──────── Supplied text

These historical model shifts are often interpreted in philosophy of science as paradigm changes or research programme transformations (Kuhn 1962; Lakatos 1970), but the utility structure proposed here provides a more precise formal reconstruction.

Technological, mathematical, and institutional innovations reshape E(t) and accelerate global falsification. Thus E(t) determines not only which models disappear but also which ones can be considered realistic alternatives in the first place.



7. Why Models Persist



7.1 Robustness Through Model Families

Many models do not exist as single structures but as entire model families. Falsification therefore usually targets variants or specific parameterizations rather than the entire class. Model families possess structural redundancies that allow errors in some submodels to be compensated without abandoning the overall approach. This explains why falsification often results merely in a shift within the family rather than the elimination of the class. This observation aligns with model-theoretic literature, in which model families are described as structured spaces of possible variants (Weisberg 2013).
The domain structure introduced here refines this insight by showing how stability and variation within a model class depend on each other in a formally precise way.

7.2 Contexts of Use

Models persist because they are:
• didactically useful,
• computationally efficient,
• technically standardized.

Contextual falsification corrects domains but does not eliminate the model.
The persistence of a model in D₁ despite falsification in D₂ follows from the utility structure U(M, D₁) and from the stabilizing institutional and technical contexts within the epistemic enabling space E(t).

The existence of stable contexts of use is a function of E(t): institutions, data formats, software libraries, and training structures stabilize models independently of their global approximate truth. This explains why models with low AT(M, D₂) but high AT(M, D₁) remain rational to use.
This corresponds to scientific practice in many disciplines, where models are treated as tool-like building blocks whose validity is context-dependent rather than globally assessed.

────────────────
──────── Entries provided

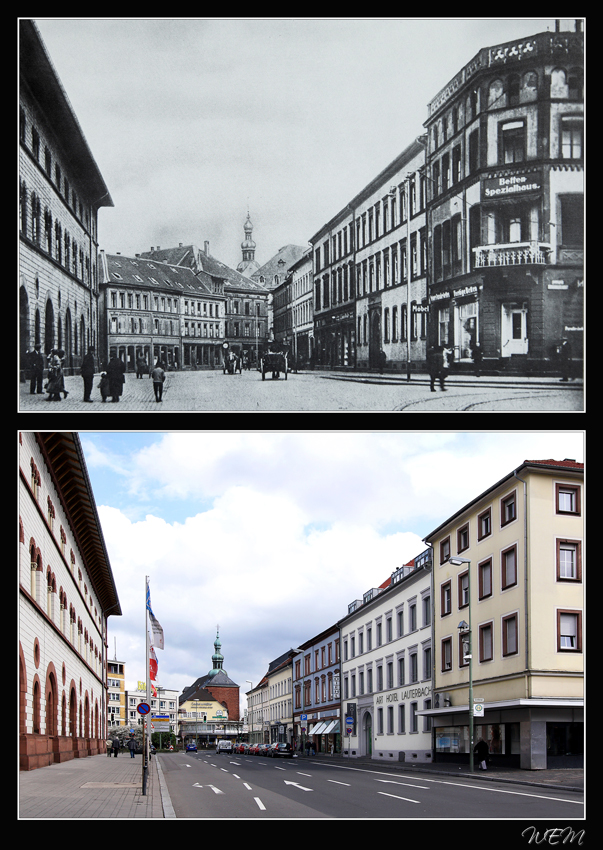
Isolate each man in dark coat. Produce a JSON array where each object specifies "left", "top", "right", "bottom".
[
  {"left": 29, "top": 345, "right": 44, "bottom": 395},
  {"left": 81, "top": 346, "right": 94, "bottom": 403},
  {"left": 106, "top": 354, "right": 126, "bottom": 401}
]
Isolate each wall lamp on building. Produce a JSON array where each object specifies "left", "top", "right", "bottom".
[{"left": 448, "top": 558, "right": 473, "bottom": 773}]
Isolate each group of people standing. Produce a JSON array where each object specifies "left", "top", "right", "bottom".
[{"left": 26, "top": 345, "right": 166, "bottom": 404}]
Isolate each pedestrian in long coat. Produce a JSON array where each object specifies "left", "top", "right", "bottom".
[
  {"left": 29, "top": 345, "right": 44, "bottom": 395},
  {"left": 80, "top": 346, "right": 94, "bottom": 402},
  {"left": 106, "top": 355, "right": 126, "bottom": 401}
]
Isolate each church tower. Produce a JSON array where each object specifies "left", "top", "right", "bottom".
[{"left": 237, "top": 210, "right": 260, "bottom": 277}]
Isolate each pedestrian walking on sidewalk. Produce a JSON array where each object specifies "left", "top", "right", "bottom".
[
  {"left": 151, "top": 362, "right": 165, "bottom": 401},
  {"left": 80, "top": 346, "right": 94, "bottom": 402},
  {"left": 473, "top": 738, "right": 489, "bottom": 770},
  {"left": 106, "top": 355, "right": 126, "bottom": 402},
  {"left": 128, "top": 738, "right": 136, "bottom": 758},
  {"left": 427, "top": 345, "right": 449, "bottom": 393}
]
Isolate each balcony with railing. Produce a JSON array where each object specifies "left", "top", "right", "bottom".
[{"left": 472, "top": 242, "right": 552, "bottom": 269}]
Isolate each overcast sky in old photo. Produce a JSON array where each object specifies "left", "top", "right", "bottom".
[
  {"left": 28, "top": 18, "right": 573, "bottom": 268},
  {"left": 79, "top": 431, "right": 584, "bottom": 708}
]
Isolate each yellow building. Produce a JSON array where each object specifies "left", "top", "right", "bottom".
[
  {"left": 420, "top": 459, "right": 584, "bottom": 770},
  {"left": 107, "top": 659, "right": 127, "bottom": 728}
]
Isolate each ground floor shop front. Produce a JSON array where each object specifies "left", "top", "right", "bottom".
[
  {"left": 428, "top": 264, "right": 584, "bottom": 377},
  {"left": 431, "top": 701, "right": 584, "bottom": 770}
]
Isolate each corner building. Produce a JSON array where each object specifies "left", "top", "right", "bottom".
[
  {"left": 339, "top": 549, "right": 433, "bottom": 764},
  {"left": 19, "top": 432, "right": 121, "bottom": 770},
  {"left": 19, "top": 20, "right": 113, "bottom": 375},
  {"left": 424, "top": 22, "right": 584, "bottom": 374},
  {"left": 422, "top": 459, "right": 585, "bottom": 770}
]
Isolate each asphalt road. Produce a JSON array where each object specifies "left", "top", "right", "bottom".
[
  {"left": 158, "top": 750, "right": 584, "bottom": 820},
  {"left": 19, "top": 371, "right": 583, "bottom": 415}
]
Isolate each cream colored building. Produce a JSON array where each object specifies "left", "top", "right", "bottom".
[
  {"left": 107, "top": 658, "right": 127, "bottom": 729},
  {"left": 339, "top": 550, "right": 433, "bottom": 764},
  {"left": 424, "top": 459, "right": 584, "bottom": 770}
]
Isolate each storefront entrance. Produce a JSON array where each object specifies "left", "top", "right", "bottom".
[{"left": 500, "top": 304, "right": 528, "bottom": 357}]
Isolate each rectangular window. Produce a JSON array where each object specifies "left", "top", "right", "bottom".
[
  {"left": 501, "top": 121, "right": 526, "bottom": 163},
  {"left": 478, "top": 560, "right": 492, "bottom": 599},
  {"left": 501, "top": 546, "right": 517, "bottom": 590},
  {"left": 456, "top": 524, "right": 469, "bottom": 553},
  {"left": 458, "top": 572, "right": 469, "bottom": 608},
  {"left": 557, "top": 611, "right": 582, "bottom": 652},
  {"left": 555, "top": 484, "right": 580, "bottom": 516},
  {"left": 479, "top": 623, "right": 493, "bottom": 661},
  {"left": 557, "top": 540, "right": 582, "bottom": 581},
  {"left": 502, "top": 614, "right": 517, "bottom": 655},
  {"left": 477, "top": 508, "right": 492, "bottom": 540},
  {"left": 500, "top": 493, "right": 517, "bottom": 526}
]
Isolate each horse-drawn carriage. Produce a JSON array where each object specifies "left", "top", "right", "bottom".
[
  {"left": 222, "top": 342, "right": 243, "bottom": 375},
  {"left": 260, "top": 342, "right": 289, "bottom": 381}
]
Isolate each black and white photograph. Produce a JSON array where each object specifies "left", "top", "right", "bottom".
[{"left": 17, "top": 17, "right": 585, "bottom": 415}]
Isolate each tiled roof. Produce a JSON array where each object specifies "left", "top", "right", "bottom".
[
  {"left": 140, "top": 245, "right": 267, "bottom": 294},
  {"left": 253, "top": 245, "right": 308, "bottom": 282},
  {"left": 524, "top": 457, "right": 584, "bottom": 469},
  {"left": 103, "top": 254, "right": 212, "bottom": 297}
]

────────────────

Instructions for the task
Could you pick up the passage on why scientific models persist and carry it on from its final sentence?

Reply to the task
8. Case Study: Climate Models



8.1 Climate Models as Ensemble Structures

Climate models are not single models but complex ensembles composed of various model variants and scenarios (Oreskes et al. 1994):
E = {M₁, M₂, …, Mn}.
This ensemble combines different physical assumptions, parameterizations, and initial conditions.
Falsification therefore rarely affects the ensemble as a whole but typically targets specific components:
• ocean models,
• atmospheric parameterizations,
• cloud processes,
• biogeochemical modules.
The ensemble as a whole remains epistemically stable even when individual components are modified or replaced. This corresponds to established practice in climate science, where ensembles explicitly function as mechanisms of epistemic stability (see Oreskes et al. 1994; IPCC methodology). The domain structure of the ensemble is therefore more stable than that of individual models.



8.2 Parameterization as an Epistemic Operation


Many climate-relevant processes cannot be computed from fundamental physical equations at full resolution. Parameterizations function as epistemic bridges between physical theory and numerical feasibility.
Falsification typically marks the limits of such parameterizations, leading to local domain adjustments:
AT(M, D₂) ↓ → R(M, D₂).

Parameterizations therefore are not merely approximation techniques but operational domain definitions whose adjustment is a central mechanism of contextual falsification. The overarching modelling framework, however, remains intact. This is a paradigmatic case of contextual falsification.



8.3 Bayesian Updating and Adaptive Modelling


Modern climate models integrate Bayesian updating to incorporate new data systematically:
Posterior ∝ Likelihood × Prior.
A failed prediction reduces the likelihood of a submodel and thus its domain-specific approximate truth AT(M, D₂). But the ensemble absorbs this reduction by assigning higher likelihoods to alternative parameterizations or submodels.

This shows that falsification acts not eliminatively but redistributively: it shifts epistemic weights within the ensemble. Formally, this corresponds to weight shifts in the posterior-based model portfolio, where submodels with higher likelihoods contribute more strongly to the ensemble outcome.



8.4 Domain Structure

The functional components of climate models can be structured as follows:
• D₁: global temperature trends,
• D₂: regional precipitation patterns,
• D₃: extreme events,
• D₄: short-term climate variability (ENSO, AMO).

This clear domain structure shows that falsification acts primarily in D₂–D₄, while D₁ functions as a global stability anchor of the ensemble model. D₁ has remained stable for decades, which is why the ensemble is globally epistemically optimal.



8.5 Miniaturized Formal Illustration

A simplified example illustrates this:
Let two models M and M* be available.

AT(M, D₁) = 0.9, EK(M, D₁) = 0.8
AT(M*, D₁) = 0.7, EK(M*, D₁) = 0.8

AT(M, D₂) = 0.4, EK(M, D₂) = 0.5
AT(M*, D₂) = 0.8, EK(M*, D₂) = 0.9

For moderate costs C(M) ≈ C(M*) we have:
• In D₁, M remains epistemically optimal.
• In D₂, M* becomes optimal.
• Globally, both models remain part of the ensemble.

This illustrates the principle:
Contextual falsification reduces AT(M, D₂) without affecting AT(M, D₁) or global epistemic optimality.
This structure is characteristic of many simulation-based sciences, not only climate research.



8.6 Consequences for Epistemic Status

Climate models are often judged using a Popperian schema:
“A wrong prediction shows that the model is false.”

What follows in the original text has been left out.